▶ INFORMATION GIVEN:

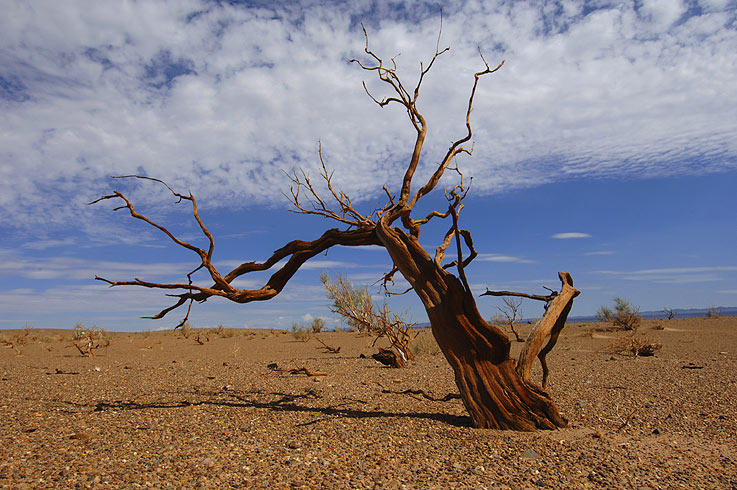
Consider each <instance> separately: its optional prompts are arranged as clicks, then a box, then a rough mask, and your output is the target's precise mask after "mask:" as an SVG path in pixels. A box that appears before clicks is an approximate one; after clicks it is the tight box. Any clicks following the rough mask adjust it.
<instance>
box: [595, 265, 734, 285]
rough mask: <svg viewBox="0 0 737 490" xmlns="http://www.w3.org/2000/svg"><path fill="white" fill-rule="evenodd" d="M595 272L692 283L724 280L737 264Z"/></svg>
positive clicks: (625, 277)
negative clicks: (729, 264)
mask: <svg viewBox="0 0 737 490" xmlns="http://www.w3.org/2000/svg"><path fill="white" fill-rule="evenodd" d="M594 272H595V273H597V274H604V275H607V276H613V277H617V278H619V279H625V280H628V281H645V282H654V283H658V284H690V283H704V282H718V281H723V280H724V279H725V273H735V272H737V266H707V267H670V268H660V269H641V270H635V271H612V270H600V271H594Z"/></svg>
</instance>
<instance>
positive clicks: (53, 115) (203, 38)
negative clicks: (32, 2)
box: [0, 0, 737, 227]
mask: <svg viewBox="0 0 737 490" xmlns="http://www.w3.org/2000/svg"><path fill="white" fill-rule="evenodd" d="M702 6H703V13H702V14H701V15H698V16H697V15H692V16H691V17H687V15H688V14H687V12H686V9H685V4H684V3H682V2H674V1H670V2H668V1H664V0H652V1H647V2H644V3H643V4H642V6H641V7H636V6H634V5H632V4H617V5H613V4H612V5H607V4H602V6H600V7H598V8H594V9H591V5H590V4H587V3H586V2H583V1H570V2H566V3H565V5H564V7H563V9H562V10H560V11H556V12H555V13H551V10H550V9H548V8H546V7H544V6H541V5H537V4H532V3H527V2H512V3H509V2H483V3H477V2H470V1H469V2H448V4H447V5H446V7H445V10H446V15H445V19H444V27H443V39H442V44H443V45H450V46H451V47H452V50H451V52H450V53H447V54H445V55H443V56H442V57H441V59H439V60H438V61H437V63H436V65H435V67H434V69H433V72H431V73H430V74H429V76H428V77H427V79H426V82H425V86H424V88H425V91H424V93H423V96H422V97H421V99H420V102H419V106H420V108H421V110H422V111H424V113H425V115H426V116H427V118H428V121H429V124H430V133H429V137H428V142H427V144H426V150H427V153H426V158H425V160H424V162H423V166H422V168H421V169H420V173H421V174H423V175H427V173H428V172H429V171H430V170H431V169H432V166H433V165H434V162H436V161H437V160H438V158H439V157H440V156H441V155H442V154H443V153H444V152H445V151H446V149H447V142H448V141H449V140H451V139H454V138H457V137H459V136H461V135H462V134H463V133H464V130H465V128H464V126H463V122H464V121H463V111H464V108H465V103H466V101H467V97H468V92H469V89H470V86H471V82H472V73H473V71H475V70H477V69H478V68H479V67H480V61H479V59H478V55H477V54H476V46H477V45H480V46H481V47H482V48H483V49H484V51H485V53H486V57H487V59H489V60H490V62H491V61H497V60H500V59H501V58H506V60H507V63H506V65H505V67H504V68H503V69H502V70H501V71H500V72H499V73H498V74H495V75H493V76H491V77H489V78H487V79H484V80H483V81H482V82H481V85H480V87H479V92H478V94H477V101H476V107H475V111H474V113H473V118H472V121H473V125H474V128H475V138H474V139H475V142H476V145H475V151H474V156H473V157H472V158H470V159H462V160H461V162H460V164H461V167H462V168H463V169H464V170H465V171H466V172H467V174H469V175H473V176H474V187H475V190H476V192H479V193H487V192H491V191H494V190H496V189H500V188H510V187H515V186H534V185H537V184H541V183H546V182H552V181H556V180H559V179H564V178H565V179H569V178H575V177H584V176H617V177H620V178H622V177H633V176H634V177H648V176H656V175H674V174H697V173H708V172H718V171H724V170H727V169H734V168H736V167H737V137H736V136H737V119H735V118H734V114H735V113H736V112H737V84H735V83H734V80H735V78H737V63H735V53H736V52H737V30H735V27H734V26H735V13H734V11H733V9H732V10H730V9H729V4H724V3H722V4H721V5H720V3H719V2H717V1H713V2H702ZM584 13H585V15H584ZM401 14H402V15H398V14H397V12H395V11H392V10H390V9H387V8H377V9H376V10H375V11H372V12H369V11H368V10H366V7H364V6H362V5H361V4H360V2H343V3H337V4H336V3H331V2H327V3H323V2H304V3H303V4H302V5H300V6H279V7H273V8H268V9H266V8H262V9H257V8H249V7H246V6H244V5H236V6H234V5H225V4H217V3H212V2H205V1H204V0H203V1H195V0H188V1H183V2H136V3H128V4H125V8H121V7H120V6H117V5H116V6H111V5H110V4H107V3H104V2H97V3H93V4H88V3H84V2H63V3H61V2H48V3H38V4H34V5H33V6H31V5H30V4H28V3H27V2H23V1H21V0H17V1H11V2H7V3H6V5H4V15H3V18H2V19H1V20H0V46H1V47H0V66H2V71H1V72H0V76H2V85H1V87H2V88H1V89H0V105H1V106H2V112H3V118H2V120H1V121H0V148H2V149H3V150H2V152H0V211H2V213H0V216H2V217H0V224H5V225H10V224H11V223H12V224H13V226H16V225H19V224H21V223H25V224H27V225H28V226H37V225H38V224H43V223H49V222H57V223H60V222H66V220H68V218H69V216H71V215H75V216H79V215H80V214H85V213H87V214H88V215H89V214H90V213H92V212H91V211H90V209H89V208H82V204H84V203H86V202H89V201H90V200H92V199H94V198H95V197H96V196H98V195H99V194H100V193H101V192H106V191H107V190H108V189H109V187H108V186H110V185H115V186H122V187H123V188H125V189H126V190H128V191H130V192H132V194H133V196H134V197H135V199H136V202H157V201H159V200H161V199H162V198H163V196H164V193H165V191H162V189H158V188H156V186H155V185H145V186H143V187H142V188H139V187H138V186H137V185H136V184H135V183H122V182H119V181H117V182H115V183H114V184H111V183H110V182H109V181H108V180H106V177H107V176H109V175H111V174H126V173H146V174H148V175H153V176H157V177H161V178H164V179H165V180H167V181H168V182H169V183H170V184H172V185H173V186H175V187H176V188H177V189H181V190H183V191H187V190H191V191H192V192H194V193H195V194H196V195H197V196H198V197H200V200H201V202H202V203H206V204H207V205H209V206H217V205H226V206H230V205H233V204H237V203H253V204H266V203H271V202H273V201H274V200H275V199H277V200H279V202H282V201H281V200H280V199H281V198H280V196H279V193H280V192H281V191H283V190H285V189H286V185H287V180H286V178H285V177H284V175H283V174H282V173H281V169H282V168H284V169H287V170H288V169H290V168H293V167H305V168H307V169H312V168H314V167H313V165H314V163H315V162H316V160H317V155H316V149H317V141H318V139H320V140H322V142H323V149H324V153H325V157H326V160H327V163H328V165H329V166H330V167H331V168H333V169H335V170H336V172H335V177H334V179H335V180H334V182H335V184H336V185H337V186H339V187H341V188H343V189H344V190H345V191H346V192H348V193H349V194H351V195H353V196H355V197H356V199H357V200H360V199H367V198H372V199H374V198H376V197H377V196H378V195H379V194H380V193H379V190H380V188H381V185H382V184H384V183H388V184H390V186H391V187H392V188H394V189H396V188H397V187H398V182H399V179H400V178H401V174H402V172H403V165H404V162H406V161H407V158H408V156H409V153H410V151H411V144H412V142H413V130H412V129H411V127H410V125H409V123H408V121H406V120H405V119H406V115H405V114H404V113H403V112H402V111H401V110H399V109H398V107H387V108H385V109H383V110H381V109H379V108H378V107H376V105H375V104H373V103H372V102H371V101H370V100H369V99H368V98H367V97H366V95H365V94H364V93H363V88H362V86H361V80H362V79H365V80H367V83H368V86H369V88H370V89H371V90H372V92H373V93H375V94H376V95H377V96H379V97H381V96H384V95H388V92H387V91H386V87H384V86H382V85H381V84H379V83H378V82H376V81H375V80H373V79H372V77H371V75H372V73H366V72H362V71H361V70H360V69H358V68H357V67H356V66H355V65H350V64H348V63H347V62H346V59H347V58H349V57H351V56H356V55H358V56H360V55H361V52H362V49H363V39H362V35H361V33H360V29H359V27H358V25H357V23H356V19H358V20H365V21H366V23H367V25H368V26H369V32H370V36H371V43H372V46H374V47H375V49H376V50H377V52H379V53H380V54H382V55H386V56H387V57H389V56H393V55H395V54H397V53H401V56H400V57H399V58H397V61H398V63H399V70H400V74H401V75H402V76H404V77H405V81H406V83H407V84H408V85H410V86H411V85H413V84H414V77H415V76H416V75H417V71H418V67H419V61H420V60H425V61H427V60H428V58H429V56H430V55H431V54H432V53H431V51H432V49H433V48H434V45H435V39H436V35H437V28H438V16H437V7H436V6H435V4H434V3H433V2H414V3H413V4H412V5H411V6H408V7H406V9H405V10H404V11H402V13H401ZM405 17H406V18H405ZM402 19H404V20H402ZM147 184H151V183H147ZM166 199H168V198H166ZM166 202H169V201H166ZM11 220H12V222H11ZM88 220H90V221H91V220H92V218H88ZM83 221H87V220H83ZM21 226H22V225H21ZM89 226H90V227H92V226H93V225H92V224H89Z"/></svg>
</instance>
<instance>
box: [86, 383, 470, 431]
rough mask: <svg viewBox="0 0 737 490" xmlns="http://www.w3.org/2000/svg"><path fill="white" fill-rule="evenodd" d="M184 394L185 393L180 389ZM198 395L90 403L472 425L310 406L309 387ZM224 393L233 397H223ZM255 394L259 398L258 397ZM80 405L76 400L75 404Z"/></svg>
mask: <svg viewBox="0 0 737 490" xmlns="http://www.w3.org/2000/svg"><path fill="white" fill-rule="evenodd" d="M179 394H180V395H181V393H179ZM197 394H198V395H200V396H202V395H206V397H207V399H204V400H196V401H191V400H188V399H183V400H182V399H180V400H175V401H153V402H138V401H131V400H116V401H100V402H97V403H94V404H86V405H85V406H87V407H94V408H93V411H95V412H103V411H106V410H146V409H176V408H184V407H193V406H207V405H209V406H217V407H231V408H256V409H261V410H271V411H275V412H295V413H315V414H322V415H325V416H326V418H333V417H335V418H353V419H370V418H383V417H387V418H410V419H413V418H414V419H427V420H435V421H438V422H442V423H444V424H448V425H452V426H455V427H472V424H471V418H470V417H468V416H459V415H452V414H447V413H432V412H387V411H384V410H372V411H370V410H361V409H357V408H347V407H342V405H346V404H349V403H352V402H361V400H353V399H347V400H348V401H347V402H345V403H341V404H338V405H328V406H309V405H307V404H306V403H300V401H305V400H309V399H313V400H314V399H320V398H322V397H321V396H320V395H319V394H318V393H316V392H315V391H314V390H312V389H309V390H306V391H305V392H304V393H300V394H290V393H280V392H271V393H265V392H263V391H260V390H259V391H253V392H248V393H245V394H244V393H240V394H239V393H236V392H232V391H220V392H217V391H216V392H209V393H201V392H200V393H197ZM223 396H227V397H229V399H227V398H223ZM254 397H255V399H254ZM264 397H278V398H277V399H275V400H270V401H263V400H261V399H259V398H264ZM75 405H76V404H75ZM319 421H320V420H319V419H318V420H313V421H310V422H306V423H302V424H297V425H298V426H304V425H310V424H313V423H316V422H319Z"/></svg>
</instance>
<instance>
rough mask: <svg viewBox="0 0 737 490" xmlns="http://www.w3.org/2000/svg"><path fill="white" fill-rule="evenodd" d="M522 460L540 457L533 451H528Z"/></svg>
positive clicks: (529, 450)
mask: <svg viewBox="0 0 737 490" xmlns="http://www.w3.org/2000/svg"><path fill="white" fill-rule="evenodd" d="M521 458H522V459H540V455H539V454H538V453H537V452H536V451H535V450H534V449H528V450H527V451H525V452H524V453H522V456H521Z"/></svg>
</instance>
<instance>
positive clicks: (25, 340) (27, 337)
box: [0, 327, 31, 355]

▶ HOW TO COMPLETE THIS TASK: In the data above, please extract the lines from the first one through the line with "positive clicks: (625, 277)", exactly, and keep pictures out.

▶ FINAL ANSWER:
Consider each <instance> separately: its optional prompts are arranged as clicks, then a box, then a rough mask, and your output is the target's precise mask after "mask:" as an SVG path in pixels. A box that appears before clicks is an approximate one; after clicks it is the tight box. Any clicks following the rough mask adjust it.
<instance>
box: [595, 265, 734, 285]
rough mask: <svg viewBox="0 0 737 490" xmlns="http://www.w3.org/2000/svg"><path fill="white" fill-rule="evenodd" d="M595 272L692 283L724 280L737 264Z"/></svg>
positive clicks: (625, 277)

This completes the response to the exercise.